Count the lines in the records below that contain the string "wheel". Give only the number.
————————
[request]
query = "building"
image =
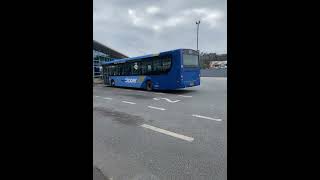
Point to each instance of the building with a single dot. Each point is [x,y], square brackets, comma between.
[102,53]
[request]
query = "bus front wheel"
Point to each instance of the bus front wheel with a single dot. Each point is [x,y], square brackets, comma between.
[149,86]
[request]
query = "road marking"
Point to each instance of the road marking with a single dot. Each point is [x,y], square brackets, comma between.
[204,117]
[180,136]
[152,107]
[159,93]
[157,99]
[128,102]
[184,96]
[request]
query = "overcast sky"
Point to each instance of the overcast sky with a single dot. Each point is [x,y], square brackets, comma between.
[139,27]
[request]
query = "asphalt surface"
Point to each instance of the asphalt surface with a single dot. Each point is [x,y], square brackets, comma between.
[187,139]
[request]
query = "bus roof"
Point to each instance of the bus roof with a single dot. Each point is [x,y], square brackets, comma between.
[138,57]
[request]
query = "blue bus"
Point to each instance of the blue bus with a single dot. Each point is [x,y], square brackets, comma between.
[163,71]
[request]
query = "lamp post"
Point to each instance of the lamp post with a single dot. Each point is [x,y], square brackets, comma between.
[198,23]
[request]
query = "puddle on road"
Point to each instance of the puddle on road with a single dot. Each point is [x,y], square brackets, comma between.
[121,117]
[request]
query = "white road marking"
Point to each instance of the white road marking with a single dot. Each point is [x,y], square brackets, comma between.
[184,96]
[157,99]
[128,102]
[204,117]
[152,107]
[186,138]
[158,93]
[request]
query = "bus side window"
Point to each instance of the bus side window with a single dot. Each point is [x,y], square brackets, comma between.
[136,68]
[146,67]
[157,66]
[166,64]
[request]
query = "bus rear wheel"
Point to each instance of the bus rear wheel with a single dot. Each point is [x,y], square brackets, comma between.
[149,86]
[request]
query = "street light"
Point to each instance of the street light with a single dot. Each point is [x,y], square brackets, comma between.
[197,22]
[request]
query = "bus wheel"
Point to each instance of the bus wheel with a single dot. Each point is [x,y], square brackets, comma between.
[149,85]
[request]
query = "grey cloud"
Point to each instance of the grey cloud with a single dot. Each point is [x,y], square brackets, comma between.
————————
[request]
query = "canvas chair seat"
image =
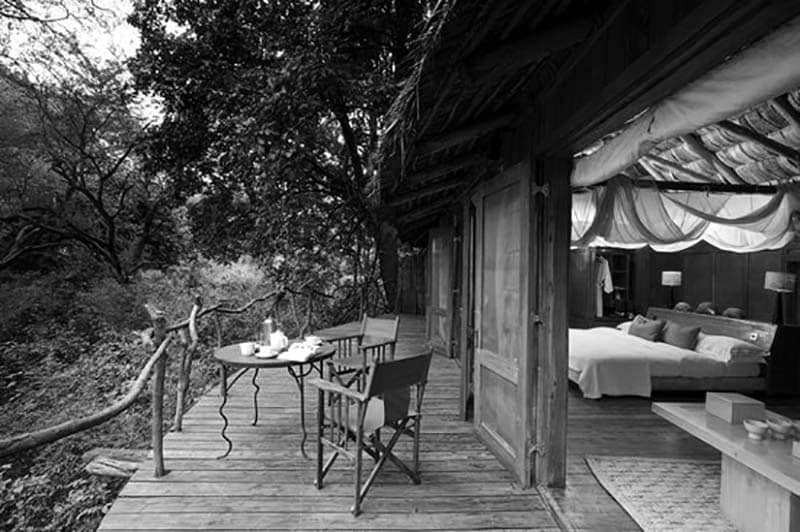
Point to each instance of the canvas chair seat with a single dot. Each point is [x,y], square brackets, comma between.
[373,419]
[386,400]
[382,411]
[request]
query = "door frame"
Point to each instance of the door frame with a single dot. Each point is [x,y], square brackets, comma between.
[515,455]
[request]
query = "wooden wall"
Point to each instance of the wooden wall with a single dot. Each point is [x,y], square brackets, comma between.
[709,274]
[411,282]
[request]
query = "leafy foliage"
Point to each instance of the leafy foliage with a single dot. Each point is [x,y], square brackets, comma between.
————————
▸ Problem solution
6